Point labeling examples:

━━━━━━━━━━━━━━━━━━━━━━━━━━━━━━

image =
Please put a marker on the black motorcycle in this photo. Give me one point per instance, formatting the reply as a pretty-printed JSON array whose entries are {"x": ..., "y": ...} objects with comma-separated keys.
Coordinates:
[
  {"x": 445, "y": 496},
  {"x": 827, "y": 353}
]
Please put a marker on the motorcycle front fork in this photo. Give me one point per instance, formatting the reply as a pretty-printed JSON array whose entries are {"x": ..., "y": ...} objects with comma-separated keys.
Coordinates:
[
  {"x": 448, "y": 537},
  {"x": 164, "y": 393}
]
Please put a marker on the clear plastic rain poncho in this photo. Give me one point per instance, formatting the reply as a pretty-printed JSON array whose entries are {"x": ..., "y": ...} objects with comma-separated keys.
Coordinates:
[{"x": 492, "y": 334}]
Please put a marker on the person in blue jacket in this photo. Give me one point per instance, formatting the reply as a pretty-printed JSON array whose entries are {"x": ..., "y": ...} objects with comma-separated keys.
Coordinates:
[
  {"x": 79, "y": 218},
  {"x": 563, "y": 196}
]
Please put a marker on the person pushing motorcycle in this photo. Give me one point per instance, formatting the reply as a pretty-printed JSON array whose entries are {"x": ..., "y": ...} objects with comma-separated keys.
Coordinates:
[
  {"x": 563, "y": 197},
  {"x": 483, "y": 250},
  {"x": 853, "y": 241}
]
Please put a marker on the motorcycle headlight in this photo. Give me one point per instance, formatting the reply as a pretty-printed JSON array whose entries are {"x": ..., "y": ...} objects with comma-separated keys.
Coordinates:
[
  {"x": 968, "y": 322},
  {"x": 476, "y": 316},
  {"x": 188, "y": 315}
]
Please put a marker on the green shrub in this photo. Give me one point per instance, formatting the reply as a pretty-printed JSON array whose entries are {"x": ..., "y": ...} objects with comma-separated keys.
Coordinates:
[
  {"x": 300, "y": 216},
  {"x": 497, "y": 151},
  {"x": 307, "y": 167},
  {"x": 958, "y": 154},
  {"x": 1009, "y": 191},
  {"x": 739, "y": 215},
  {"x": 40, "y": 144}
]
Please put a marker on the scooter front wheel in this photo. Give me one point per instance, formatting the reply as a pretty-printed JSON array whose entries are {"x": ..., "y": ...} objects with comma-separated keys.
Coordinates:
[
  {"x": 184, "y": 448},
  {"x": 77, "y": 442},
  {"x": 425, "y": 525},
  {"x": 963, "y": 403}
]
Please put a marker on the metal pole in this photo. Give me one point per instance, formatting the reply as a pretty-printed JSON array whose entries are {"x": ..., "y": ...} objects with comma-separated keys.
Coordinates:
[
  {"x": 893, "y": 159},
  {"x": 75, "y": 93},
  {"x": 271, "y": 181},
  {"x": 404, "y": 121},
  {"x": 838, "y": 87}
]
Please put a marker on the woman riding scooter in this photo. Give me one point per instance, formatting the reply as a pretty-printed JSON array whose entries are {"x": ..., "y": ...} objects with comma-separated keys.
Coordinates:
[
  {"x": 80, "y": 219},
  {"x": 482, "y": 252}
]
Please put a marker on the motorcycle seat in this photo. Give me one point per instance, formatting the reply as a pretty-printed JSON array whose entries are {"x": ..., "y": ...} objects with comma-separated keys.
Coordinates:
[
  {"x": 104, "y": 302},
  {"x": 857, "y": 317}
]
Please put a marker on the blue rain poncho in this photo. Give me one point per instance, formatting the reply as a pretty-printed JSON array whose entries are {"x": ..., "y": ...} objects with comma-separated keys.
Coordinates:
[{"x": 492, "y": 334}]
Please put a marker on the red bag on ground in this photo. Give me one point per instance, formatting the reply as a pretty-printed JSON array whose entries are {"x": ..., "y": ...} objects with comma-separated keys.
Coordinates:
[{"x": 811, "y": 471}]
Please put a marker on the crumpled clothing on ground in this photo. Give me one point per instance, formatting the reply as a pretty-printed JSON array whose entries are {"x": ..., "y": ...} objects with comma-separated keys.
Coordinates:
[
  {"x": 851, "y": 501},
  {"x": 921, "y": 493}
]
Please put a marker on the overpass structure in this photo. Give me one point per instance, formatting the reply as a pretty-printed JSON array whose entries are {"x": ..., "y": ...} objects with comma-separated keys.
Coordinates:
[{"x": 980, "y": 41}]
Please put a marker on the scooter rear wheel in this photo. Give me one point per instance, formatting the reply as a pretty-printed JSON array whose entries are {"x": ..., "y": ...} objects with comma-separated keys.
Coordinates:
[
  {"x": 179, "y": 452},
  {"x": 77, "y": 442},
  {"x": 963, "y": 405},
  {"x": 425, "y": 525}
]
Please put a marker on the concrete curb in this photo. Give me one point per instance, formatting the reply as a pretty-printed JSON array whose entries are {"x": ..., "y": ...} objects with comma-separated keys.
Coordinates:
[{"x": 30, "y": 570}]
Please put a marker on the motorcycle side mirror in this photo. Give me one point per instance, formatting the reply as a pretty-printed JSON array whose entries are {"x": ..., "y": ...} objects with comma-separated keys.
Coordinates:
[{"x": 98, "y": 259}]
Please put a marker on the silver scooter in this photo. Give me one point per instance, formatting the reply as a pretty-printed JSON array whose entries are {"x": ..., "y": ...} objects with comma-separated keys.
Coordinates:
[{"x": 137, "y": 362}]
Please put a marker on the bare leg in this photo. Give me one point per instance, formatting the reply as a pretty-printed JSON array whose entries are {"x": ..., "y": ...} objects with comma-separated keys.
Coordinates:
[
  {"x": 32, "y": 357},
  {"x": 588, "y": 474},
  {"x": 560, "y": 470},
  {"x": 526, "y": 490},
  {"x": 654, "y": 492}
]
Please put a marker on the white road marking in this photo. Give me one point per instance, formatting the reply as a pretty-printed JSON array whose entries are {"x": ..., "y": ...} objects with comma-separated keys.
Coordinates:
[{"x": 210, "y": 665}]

━━━━━━━━━━━━━━━━━━━━━━━━━━━━━━

> [INSTRUCTION]
From the first line to the last, retype the data exactly.

> [FINAL ANSWER]
image =
Please put a marker on the black motorcycle in this photo. Give me one point per instance, formatting the reply as a pretty-printed JSON array whose entries are {"x": ..., "y": ...} objects with comma-separated keys.
Coordinates:
[
  {"x": 445, "y": 496},
  {"x": 827, "y": 353}
]
Please put a marker on the motorcycle front fork in this photo. Give me one point per instance, formatting the reply as a pretty-printed JSON array whose entries are {"x": ..., "y": ...} objects with comma-separated keys.
Coordinates:
[
  {"x": 448, "y": 537},
  {"x": 164, "y": 393}
]
Please put a marker on the clear plastic rain poncho in this photo. Give me one point per instance, formatting the reply as a pretty-printed JSON array whose entries are {"x": ..., "y": ...} objects with comma-separated keys.
Coordinates:
[{"x": 492, "y": 334}]
Please put a marker on the person in blue jacket in this photo. Give me one point per instance, formatting the reply as a pretty-printed JSON array whose entries are {"x": ..., "y": ...} objects with comma-separated keys.
Coordinates:
[
  {"x": 79, "y": 218},
  {"x": 563, "y": 196}
]
Please put a marker on the person pushing motorcycle in this photo. Give me one point per instance, formatting the reply as a pretty-printed JSON array whose entries are {"x": ..., "y": ...} objects with comma-separated keys.
Coordinates:
[
  {"x": 563, "y": 197},
  {"x": 483, "y": 250},
  {"x": 853, "y": 241}
]
Please put a marker on the motorcycle headlight in this photo. Give me one point per instance, formatting the reply as a pretty-printed JSON array whose entries are {"x": ..., "y": ...} objects with comma-separated keys.
Coordinates:
[
  {"x": 968, "y": 322},
  {"x": 476, "y": 316},
  {"x": 188, "y": 315}
]
Please put a marker on the green shrub in this photo. Give me one point per instance, formatting the reply as a pretty-printed JSON array whose entries are {"x": ..., "y": ...} objects with comma-separated keys.
Coordinates:
[
  {"x": 300, "y": 216},
  {"x": 497, "y": 151},
  {"x": 307, "y": 167},
  {"x": 958, "y": 154},
  {"x": 1009, "y": 191},
  {"x": 739, "y": 215},
  {"x": 40, "y": 144}
]
Please put a marker on the scooter front wheel in this photo. Give me one point per instance, formatting the reply as a pretty-printed JSON array whose entries are {"x": ..., "y": ...} objects with comma-separated keys.
Coordinates:
[
  {"x": 184, "y": 448},
  {"x": 77, "y": 442},
  {"x": 425, "y": 525},
  {"x": 963, "y": 403}
]
Please put a marker on the metal pole in this photo. Give me one point per instance, formatting the reply as a pretty-printed JSON array whose entries are {"x": ..., "y": ...} objects with comma-separated keys.
Coordinates:
[
  {"x": 893, "y": 159},
  {"x": 75, "y": 93},
  {"x": 271, "y": 181},
  {"x": 404, "y": 121},
  {"x": 838, "y": 87}
]
Please put a marker on the woman riding scooter in this photo. Give me one point per instance, formatting the reply as a pretty-printed JSON array whose entries are {"x": ..., "y": ...} objects with comma-separated keys.
Coordinates:
[
  {"x": 80, "y": 219},
  {"x": 482, "y": 252}
]
Please put a marker on the motorcycle seat in this photo. Give me one point per instance, formatting the reply as a pretty-printed JSON array whose entries are {"x": ..., "y": ...} objects with comma-separated keys.
Coordinates:
[
  {"x": 104, "y": 302},
  {"x": 857, "y": 317}
]
Please put a marker on the blue rain poncho in this photo. Give me one point per instance, formatting the reply as a pretty-printed JSON array whose entries are {"x": ..., "y": ...} objects with comma-separated keys.
Coordinates:
[{"x": 492, "y": 334}]
Please put a marker on the red bag on ground in this photo. Give me one point per instance, formatting the reply as a pretty-printed JSON array whose entries are {"x": ..., "y": ...} objects with comma-separated keys.
Coordinates:
[{"x": 811, "y": 471}]
Please put a marker on the crumpled clothing on ground in this photo. Give me one point per instance, formatting the reply as a pretty-printed JSON array whose entries are {"x": ..., "y": ...} objects with comma-separated keys.
Coordinates:
[
  {"x": 851, "y": 501},
  {"x": 921, "y": 493}
]
Please put a marker on the overpass structure in this photo. Give me one point per instance, formatting the reply as a pretty-printed JSON array whose entries are {"x": ..., "y": ...} objects with comma-separated keys.
Coordinates:
[{"x": 980, "y": 41}]
Please put a marker on the scooter rear wheel in this photo. Give me one point per instance, formatting the reply as a pretty-printed JSON array whose entries are {"x": ..., "y": ...} objects with comma-separated keys.
Coordinates:
[
  {"x": 179, "y": 452},
  {"x": 77, "y": 442},
  {"x": 963, "y": 405},
  {"x": 425, "y": 525}
]
Please put a marker on the concrete curb in this photo. Give me one point per instance, formatting the reply as a pretty-printed JSON array whose entries are {"x": ..., "y": ...} objects with comma-separated keys.
Coordinates:
[{"x": 30, "y": 570}]
Please put a marker on the motorcycle side mirror in this photo. Give me one point per instance, formatting the reply as a pretty-printed JSON array whose entries are {"x": ..., "y": ...} objects with comma-separated keys.
Coordinates:
[{"x": 98, "y": 259}]
Please put a marker on the silver scooter in this photo. Give me one point per instance, formatting the reply as a pretty-printed JSON array whose entries are {"x": ..., "y": ...} objects with comma-separated keys.
Coordinates:
[{"x": 137, "y": 362}]
Please put a marker on the bare leg in this photo. Give me one point per instance, formatting the reply as a pretty-printed JSON array whose entries are {"x": ..., "y": ...} objects with comma-separated keys.
Coordinates:
[
  {"x": 32, "y": 357},
  {"x": 588, "y": 474},
  {"x": 560, "y": 470},
  {"x": 526, "y": 490},
  {"x": 654, "y": 492}
]
Please put a marker on the white road marking in this photo. Give me one point per instance, formatting the reply as a pretty-printed JSON array whose entries are {"x": ..., "y": ...} objects with comma-separated keys.
Coordinates:
[{"x": 210, "y": 665}]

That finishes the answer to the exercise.